* [Compito] Ripeti alla lettera il brano del testo sul ragazzo di piazza Tienanmen, partendo da "Il Ragazzo di" e terminando con "diritti fondamentali dell’uomo.".

* [Testo da leggere]

++++++++++++++++++++

Questo libertà così grande e così fragile, così cercata a così carica di rischi...Soffriamo oggi di una sbronza di libertà che rischia di condurci al disastro.Tolleranza zero? L'intervento del Card. Martini.


Il Ragazzo di Tien An men

da Quaderni Cannibali

del 30 maggio 2008

L’icona più incisiva della lotta per la libertà è quella dell’anonimo ragazzo cinese che, in camicia bianca, solo e disarmato, ha affrontato e bloccato la colonna di carri armati che sfilavano in piazza Tienanmem a Pechino. Le fotografie che lo ritraggono così, nella sua drammatica solitudine di fronte alla violenza brutale che poteva travolgerlo, hanno fatto il giro del mondo e sono diventate un simbolo della lotta contro ogni tirannide. Ancor oggi il turista che vuol visitare la storica piazza è invitato a non soffermarsi e a non fare domande imbarazzanti. Dimenticare Tienanmen. E se lo dimenticano fin troppo i politici e gli uomini d’affari che si recano nell’immenso paese che cresce a ritmi vertiginosi, tali da alterare gli equilibri economici mondiali, ma che non sa riconoscere i diritti fondamentali dell’uomo.

La lotta per la libertà è una delle molle della storia. Lo vediamo a tutt’oggi in molte parti del mondo. Ancora sotto dittature di vario colore.

++++++++++++++++++++

* [Dati estratti]
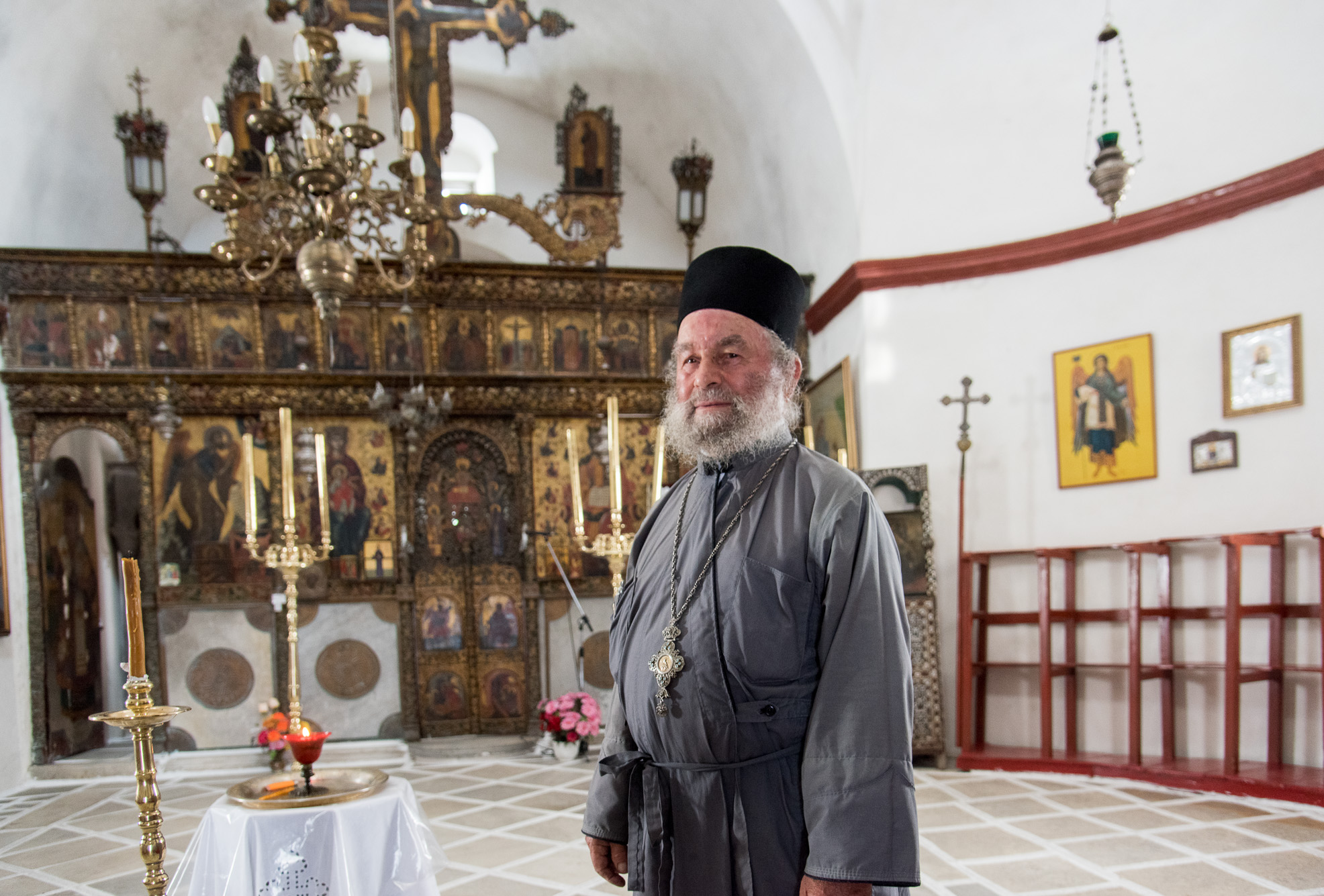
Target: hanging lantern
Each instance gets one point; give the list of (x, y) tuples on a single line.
[(1111, 170), (144, 152), (693, 174)]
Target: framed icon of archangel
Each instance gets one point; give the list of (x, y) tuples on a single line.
[(1104, 399)]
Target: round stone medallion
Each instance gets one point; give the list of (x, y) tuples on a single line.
[(596, 667), (348, 668), (220, 678)]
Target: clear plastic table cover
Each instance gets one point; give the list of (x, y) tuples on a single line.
[(377, 846)]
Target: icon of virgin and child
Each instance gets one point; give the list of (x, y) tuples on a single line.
[(347, 494)]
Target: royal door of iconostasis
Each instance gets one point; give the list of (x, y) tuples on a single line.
[(473, 640)]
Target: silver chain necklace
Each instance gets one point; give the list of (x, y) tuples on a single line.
[(667, 662)]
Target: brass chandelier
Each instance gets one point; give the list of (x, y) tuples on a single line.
[(314, 197), (325, 211)]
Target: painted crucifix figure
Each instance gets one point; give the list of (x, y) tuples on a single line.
[(422, 34)]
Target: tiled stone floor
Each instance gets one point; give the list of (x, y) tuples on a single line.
[(510, 828)]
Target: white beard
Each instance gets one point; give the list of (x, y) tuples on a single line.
[(750, 425)]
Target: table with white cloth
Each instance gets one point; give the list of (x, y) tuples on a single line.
[(375, 846)]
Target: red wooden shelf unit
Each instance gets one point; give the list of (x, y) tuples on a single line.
[(1227, 775)]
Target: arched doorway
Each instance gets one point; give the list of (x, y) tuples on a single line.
[(473, 642), (87, 499)]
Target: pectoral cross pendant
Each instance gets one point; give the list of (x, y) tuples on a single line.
[(666, 664)]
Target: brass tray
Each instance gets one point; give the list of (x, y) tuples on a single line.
[(331, 787)]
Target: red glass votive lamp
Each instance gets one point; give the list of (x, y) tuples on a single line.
[(308, 750)]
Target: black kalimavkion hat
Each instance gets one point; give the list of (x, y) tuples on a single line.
[(750, 283)]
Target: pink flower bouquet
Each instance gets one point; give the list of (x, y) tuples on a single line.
[(571, 717)]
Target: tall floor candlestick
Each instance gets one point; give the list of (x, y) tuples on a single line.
[(140, 717), (614, 547), (290, 556)]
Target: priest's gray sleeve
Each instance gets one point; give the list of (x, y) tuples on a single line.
[(857, 779), (607, 815)]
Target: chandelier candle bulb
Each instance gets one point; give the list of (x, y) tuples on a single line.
[(303, 58), (249, 489), (286, 465), (309, 134), (614, 445), (273, 158), (324, 505), (265, 80), (418, 168), (407, 132), (212, 117), (363, 87), (576, 498), (224, 152), (134, 617), (660, 464)]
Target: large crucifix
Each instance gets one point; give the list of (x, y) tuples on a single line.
[(964, 445), (422, 36)]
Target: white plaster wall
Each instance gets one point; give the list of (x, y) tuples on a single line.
[(15, 698), (912, 346), (975, 113)]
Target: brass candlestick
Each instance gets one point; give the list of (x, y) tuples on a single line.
[(140, 717), (290, 556), (614, 547)]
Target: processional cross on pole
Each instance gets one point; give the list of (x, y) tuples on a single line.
[(964, 445), (420, 34)]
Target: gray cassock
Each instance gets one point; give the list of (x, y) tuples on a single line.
[(787, 748)]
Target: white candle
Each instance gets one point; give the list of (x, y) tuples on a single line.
[(249, 487), (320, 442), (614, 444), (660, 464), (572, 462), (286, 464)]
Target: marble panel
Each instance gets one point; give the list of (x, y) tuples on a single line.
[(361, 716), (207, 629)]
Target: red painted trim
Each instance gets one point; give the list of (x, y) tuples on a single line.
[(1294, 783), (1272, 186)]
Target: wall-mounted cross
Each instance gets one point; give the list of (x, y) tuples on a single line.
[(965, 401)]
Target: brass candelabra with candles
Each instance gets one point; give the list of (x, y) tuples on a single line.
[(287, 556), (140, 717), (614, 546)]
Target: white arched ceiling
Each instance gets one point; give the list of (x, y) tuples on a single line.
[(735, 76)]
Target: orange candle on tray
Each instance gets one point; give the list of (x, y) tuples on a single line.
[(134, 615)]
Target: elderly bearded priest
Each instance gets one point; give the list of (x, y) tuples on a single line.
[(759, 738)]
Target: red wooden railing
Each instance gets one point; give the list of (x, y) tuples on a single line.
[(1228, 775)]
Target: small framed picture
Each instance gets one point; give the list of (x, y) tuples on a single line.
[(1262, 367), (1213, 450), (831, 416), (167, 575)]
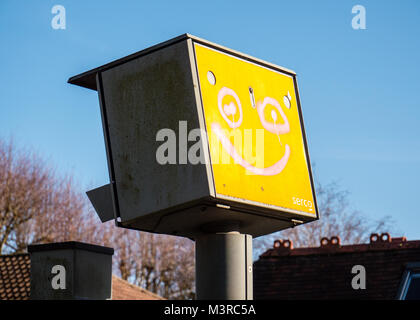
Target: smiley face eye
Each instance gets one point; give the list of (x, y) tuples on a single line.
[(228, 111), (273, 127)]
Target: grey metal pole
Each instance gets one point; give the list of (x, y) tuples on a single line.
[(223, 266)]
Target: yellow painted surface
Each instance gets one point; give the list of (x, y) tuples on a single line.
[(259, 174)]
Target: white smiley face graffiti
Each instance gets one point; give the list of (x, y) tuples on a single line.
[(233, 111)]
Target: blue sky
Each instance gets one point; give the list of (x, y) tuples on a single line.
[(359, 88)]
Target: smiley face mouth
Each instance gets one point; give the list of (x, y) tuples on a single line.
[(230, 149), (274, 128)]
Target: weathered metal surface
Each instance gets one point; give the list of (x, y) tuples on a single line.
[(87, 271)]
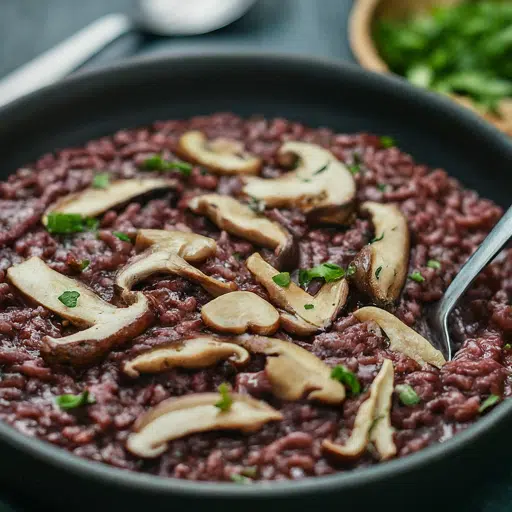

++++++++++++++++++++

* [Risposta al compito]
Il Ragazzo di Tien An men

da Quaderni Cannibali

del 30 maggio 2008

L’icona più incisiva della lotta per la libertà è quella dell’anonimo ragazzo cinese che, in camicia bianca, solo e disarmato, ha affrontato e bloccato la colonna di carri armati che sfilavano in piazza Tienanmem a Pechino. Le fotografie che lo ritraggono così, nella sua drammatica solitudine di fronte alla violenza brutale che poteva travolgerlo, hanno fatto il giro del mondo e sono diventate un simbolo della lotta contro ogni tirannide. Ancor oggi il turista che vuol visitare la storica piazza è invitato a non soffermarsi e a non fare domande imbarazzanti. Dimenticare Tienanmen. E se lo dimenticano fin troppo i politici e gli uomini d’affari che si recano nell’immenso paese che cresce a ritmi vertiginosi, tali da alterare gli equilibri economici mondiali, ma che non sa riconoscere i diritti fondamentali dell’uomo.